[Exercise]:
Exactly as given, repeat all of the entries.

┌─ Records for this exercise

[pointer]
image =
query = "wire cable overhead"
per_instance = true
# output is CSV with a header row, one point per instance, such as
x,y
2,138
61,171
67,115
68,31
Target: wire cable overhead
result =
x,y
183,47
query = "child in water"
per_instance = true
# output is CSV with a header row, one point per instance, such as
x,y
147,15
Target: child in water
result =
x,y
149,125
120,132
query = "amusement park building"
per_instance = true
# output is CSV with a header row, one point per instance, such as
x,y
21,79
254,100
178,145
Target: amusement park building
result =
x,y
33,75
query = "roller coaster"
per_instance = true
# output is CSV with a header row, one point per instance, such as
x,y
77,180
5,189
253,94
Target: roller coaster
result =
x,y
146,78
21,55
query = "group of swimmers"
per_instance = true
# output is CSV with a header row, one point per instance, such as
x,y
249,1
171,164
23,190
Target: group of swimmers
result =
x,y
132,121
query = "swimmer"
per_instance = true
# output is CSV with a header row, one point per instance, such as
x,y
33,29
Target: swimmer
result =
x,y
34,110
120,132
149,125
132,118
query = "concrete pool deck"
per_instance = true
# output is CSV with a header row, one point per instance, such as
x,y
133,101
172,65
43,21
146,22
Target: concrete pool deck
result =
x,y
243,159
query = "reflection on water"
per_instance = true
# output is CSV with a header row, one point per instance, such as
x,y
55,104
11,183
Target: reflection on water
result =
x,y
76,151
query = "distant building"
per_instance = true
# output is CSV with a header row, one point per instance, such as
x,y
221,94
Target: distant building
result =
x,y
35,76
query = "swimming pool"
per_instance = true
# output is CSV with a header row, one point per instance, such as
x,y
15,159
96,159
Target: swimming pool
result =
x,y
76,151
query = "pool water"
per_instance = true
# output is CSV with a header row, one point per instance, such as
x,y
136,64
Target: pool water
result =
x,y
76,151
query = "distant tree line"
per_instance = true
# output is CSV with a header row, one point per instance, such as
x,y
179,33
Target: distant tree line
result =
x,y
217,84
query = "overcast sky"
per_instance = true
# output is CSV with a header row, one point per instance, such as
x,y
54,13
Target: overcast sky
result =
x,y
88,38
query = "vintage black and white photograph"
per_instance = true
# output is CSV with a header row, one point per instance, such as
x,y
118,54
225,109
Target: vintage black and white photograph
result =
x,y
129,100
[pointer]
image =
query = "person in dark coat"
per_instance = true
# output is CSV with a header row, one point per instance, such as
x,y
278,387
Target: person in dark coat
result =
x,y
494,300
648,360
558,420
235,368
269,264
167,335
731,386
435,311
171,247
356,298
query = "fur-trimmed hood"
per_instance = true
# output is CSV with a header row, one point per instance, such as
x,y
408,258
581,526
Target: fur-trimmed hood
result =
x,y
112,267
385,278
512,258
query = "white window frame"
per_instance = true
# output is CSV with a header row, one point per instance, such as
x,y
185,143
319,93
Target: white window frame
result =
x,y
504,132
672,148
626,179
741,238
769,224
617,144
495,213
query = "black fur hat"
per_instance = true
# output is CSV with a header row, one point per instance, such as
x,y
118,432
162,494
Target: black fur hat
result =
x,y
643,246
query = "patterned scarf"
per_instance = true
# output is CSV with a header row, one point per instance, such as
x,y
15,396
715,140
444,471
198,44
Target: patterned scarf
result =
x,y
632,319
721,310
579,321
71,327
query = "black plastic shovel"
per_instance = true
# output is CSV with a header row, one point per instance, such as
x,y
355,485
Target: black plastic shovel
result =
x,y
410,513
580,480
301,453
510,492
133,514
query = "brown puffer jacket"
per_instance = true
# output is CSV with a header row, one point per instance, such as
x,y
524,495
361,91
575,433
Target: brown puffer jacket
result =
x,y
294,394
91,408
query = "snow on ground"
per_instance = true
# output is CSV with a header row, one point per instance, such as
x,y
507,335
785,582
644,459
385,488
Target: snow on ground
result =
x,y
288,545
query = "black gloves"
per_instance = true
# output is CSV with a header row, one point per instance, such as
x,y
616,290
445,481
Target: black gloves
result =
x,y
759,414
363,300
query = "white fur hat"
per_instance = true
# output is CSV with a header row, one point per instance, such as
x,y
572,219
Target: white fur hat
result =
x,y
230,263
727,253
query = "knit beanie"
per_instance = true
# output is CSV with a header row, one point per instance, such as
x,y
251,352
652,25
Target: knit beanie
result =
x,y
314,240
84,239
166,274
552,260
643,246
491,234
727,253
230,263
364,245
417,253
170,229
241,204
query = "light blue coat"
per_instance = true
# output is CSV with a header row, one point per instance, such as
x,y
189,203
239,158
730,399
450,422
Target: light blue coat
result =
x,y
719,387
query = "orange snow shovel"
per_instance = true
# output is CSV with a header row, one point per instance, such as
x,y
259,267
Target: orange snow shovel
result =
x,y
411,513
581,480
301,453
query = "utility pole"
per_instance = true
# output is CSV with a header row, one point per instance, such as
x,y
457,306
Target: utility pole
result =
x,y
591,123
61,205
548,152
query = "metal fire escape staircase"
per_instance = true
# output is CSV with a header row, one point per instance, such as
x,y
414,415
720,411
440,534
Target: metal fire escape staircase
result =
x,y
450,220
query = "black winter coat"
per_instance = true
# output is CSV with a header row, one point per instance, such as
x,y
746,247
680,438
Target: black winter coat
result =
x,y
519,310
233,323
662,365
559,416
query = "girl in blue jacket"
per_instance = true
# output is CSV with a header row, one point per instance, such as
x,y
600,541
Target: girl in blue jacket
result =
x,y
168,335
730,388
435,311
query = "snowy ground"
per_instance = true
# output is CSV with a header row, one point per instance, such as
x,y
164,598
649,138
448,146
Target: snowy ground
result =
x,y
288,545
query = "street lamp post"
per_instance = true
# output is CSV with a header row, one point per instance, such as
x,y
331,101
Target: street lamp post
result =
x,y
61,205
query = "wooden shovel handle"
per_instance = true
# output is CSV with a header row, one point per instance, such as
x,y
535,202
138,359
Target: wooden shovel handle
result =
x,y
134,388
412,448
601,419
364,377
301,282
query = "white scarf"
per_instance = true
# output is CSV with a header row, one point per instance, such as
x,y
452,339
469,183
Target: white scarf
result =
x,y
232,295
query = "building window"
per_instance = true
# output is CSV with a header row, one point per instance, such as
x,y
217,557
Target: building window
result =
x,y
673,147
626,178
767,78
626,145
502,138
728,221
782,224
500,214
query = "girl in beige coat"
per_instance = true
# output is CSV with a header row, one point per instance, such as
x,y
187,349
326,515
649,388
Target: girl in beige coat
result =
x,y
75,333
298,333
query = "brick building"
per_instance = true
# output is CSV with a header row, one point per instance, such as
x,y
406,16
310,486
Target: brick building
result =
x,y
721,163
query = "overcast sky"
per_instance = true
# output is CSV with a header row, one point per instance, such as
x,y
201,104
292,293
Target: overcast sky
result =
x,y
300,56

└─

[Task response]:
[pointer]
image =
query = "wire cable overhead"
per_instance = true
# output is CSV with a header row, one point per instance, such as
x,y
2,138
61,171
67,115
68,31
Target: wire cable overhead
result =
x,y
183,47
query = "child in water"
per_instance = true
# output is CSV with a header row, one point per instance, such as
x,y
147,15
Target: child in water
result =
x,y
149,125
120,132
query = "amusement park building"
per_instance = true
# output is CSV with a header row, one point per instance, such as
x,y
21,79
254,100
178,145
Target: amusement park building
result =
x,y
33,75
query = "roller coaster"
per_instance = true
# output is CSV with a header row, one point per instance, such as
x,y
77,180
5,189
253,94
Target: roller coaster
result =
x,y
146,78
21,55
query = "group of swimmers"
per_instance = true
# output is CSV with a header row, one point per instance, such as
x,y
249,1
171,164
23,190
Target: group of swimmers
result =
x,y
132,121
query = "swimmer"
per_instance = true
# output is CSV with a header row, one point per instance, such as
x,y
33,29
Target: swimmer
result =
x,y
34,110
120,132
149,125
132,118
query = "concrete pool deck"
per_instance = true
# output is CSV with a header row, one point per instance, such as
x,y
133,101
172,65
43,21
146,22
Target: concrete pool deck
result =
x,y
243,159
query = "reflection on water"
per_instance = true
# output is CSV with a header row, one point per instance, such as
x,y
55,104
11,183
Target: reflection on water
result =
x,y
76,151
query = "distant building"
per_instance = true
# output is CSV with a header row, one point per instance, such as
x,y
221,94
Target: distant building
result =
x,y
35,76
query = "swimming pool"
per_instance = true
# output is CSV with a header row, one point per instance, such as
x,y
15,159
96,159
Target: swimming pool
result =
x,y
76,151
query = "pool water"
per_instance = true
# output is CSV with a header row, one point per instance, such as
x,y
136,64
Target: pool water
result =
x,y
76,151
query = "distant tree line"
per_instance = true
# output is CSV with a header row, one point per instance, such as
x,y
179,33
Target: distant tree line
result =
x,y
217,84
query = "overcast sky"
per_instance = true
# output is CSV with a header row, one point per instance, such as
x,y
54,13
Target: overcast sky
result =
x,y
88,38
query = "vintage black and white photograph"
per_instance = true
# output is CSV with a header row, one point per instance, such as
x,y
118,54
225,109
Target: vintage black and white photograph
result =
x,y
129,100
[pointer]
image =
query = "person in dark coat"
per_instance = true
# output is CSV with a header row, one point per instance, such as
x,y
278,387
Target: person in dark coat
result =
x,y
494,300
648,360
558,420
235,368
269,264
167,335
731,386
435,311
171,247
356,298
query = "fur-trimmed hood"
per_instance = true
# output is CSV with a header row, one point per instance, such as
x,y
408,258
581,526
Target: fur-trimmed hood
result =
x,y
112,267
385,278
512,258
query = "white window frame"
per_instance = true
# output is CSV with a header row, one point per instance, such as
x,y
185,143
319,93
Target: white window frame
result =
x,y
504,132
672,148
626,179
741,238
769,224
617,144
495,213
query = "black fur hat"
per_instance = true
# output is CSV with a header row, one point per instance, such as
x,y
118,432
162,494
Target: black fur hat
result =
x,y
643,246
query = "patterned scarf"
per_instance = true
# output is CSV with a header row, one point per instance, such as
x,y
15,396
715,140
444,471
198,44
Target: patterned scarf
result =
x,y
632,319
721,310
579,321
71,327
query = "black plastic shovel"
per_instance = true
# output is CSV with a header row, one point per instance, such as
x,y
355,485
Target: black plastic shovel
result =
x,y
410,513
580,480
301,453
510,492
133,514
query = "brown puffer jacket"
per_instance = true
# output is CSV with a header row, one point per instance, such as
x,y
524,495
361,91
575,433
Target: brown puffer jacket
result =
x,y
294,394
91,408
query = "snow on ground"
per_instance = true
# output is CSV with a header row, one point per instance, such as
x,y
507,335
785,582
644,459
385,488
Target: snow on ground
result =
x,y
288,545
query = "black gloves"
per_instance = true
# output is CSV with a header row, one point per instance, such as
x,y
616,290
445,481
Target: black gloves
result =
x,y
759,414
363,300
query = "white fur hat"
per_instance = true
# output is CSV with a header row, one point per instance, such as
x,y
572,219
Target: white fur hat
result =
x,y
230,263
727,253
query = "knit beanie"
per_instance = true
# output is CSV with a header row, one point per instance, such as
x,y
251,352
652,25
Target: knit beanie
result =
x,y
314,240
84,239
166,274
552,260
643,246
491,234
727,253
230,263
364,245
417,253
170,229
241,204
query = "light blue coat"
per_instance = true
# output is CSV with a header row, one point per instance, such as
x,y
189,203
239,158
730,399
450,422
Target: light blue coat
result =
x,y
719,387
query = "orange snow shovel"
per_instance = true
# output is CSV with a header row, one point per instance, such as
x,y
259,267
Target: orange snow shovel
result =
x,y
411,513
581,480
301,453
query = "utility pole"
per_instance = true
# output is CSV with a header row, one point per instance, such as
x,y
457,306
Target: utility pole
result =
x,y
591,123
61,205
548,152
query = "metal fire escape staircase"
per_instance = true
# output is CSV with a header row, one point per instance, such as
x,y
414,415
720,411
440,534
Target: metal fire escape staircase
result =
x,y
450,220
query = "black winter coat"
per_instance = true
# output is CSV with a header row, one point per instance, such as
x,y
746,247
680,438
Target: black winter coat
result =
x,y
519,310
233,323
662,365
559,416
query = "girl in blue jacket"
per_instance = true
# output is CSV with a header row, one point per instance, such as
x,y
600,541
Target: girl in blue jacket
result =
x,y
168,335
730,388
435,311
query = "snowy ground"
per_instance = true
# output is CSV with a header row, one point per instance, such as
x,y
164,598
649,138
448,146
Target: snowy ground
result =
x,y
288,545
query = "street lamp post"
per_instance = true
# output is CSV with a header row, one point per instance, such as
x,y
331,101
Target: street lamp post
result =
x,y
61,205
query = "wooden shovel handle"
per_instance = true
# output is CSV with a header row, one point per instance, such as
x,y
535,202
138,359
Target: wooden shovel handle
result =
x,y
134,388
412,448
601,419
364,377
301,282
query = "white scarf"
per_instance = true
# output is CSV with a header row, one point per instance, such as
x,y
452,339
469,183
Target: white scarf
result =
x,y
232,295
query = "building window"
per_instance = true
# output is CSV with a header row, one point per instance, such as
x,y
217,557
Target: building window
result =
x,y
673,147
626,178
767,78
626,145
502,138
728,221
782,224
500,214
query = "girl in beige coat"
per_instance = true
# output is CSV with a header row, one point per instance, such as
x,y
187,349
326,515
649,388
Target: girl in beige coat
result =
x,y
75,333
298,333
query = "brick building"
per_instance = true
# output is CSV with a header row, one point per instance, such as
x,y
406,16
310,486
Target: brick building
result =
x,y
721,163
query = "overcast sky"
per_instance = true
# output is CSV with a header row, one point per instance, such as
x,y
201,104
292,293
Target: overcast sky
result =
x,y
300,56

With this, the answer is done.